Count how many of the lines below contain the string "sign", matching case exactly. Reply with the number alone.

(A run of records)

● ● ●

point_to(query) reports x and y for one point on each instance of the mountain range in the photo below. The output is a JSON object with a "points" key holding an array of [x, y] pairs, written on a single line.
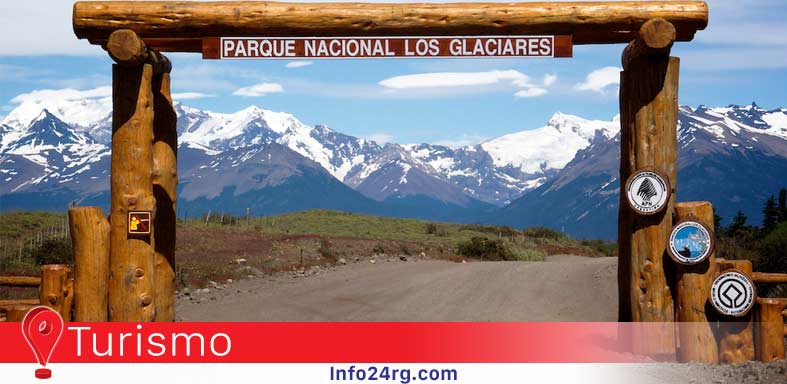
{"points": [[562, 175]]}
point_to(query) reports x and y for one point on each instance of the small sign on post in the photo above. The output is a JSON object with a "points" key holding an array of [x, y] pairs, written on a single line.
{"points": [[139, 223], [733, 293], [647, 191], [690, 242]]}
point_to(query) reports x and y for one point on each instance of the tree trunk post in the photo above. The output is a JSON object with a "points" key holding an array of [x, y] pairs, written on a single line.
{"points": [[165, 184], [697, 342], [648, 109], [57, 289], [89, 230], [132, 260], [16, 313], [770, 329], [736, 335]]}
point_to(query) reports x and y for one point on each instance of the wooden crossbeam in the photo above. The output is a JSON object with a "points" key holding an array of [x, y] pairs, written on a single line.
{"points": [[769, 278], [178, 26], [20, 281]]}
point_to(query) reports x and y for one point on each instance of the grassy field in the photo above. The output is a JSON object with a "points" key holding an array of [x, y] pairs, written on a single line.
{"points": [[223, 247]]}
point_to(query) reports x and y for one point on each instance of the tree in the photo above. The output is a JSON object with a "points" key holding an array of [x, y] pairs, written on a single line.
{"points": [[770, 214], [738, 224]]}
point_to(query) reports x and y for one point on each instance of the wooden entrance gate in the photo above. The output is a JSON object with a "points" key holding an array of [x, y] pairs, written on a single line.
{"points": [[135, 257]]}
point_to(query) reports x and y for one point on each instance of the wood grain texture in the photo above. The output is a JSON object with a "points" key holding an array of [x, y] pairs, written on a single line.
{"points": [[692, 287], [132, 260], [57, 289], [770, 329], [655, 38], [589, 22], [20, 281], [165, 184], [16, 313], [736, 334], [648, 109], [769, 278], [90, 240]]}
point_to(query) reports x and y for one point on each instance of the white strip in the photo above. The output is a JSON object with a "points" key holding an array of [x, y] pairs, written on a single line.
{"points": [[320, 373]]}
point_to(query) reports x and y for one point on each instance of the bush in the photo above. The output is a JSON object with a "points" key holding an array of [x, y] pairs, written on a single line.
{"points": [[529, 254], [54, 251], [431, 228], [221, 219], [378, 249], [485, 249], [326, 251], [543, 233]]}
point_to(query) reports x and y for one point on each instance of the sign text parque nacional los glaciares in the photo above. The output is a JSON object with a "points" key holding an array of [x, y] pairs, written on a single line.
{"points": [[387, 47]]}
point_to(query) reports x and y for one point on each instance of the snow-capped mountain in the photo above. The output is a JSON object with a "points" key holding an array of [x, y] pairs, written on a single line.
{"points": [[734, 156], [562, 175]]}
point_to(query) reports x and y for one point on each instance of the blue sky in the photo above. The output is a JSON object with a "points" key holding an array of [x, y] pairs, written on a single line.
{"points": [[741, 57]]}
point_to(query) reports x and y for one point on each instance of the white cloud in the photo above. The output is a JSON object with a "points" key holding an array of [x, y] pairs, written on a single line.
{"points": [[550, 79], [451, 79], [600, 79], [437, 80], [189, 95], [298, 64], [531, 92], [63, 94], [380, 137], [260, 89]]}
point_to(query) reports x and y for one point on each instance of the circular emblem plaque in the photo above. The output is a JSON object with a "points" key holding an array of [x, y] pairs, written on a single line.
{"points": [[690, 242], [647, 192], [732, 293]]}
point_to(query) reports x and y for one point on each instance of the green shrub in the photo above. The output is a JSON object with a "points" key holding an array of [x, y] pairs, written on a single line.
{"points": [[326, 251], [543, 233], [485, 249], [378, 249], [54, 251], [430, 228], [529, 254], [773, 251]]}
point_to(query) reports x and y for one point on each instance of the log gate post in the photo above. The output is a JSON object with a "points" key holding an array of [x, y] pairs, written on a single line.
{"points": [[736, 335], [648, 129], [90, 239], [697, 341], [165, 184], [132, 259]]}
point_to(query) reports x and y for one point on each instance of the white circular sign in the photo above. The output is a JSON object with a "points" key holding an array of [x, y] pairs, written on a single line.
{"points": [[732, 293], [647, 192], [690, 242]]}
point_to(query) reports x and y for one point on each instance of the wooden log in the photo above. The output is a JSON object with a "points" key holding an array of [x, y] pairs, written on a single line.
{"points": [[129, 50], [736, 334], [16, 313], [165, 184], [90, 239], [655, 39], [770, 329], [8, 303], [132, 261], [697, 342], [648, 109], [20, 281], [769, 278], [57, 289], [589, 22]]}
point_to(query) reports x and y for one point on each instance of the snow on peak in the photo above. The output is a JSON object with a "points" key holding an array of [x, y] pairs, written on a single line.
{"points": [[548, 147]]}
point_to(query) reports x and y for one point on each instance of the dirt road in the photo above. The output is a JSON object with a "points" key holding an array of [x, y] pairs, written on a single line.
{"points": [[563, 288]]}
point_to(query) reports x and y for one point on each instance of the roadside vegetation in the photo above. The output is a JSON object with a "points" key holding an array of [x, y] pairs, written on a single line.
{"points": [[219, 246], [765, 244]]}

● ● ●

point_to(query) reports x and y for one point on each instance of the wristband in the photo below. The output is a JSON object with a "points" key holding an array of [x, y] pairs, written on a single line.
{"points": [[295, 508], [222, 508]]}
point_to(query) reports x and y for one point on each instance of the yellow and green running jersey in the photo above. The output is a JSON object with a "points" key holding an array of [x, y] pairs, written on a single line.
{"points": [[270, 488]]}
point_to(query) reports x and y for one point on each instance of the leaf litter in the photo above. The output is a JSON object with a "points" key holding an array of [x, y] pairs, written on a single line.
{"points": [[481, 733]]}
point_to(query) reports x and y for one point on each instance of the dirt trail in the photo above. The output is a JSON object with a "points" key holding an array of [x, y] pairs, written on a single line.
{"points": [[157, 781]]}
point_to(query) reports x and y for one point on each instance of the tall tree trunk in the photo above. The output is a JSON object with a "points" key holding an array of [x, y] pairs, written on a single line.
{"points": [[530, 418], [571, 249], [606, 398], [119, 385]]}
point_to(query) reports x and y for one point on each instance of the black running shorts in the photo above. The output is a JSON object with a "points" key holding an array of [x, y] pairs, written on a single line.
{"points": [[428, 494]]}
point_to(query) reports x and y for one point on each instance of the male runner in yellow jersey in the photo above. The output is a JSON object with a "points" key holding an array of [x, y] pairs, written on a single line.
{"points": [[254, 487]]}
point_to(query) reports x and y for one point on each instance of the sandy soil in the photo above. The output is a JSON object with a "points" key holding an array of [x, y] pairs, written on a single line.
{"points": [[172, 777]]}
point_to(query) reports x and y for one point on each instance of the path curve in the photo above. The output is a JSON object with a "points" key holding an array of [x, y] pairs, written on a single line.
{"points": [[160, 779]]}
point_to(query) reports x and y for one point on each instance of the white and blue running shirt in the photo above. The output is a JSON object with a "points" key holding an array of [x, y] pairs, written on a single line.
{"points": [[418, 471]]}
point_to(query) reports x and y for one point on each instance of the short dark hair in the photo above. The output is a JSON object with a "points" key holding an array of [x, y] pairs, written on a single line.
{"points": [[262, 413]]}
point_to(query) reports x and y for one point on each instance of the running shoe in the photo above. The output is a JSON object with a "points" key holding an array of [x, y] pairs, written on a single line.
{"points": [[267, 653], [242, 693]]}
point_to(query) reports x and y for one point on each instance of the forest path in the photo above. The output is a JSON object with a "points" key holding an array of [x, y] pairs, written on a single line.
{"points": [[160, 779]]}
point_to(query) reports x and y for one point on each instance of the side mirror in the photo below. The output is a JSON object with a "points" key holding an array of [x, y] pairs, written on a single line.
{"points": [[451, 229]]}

● ● ●

__EXPECTED ANSWER__
3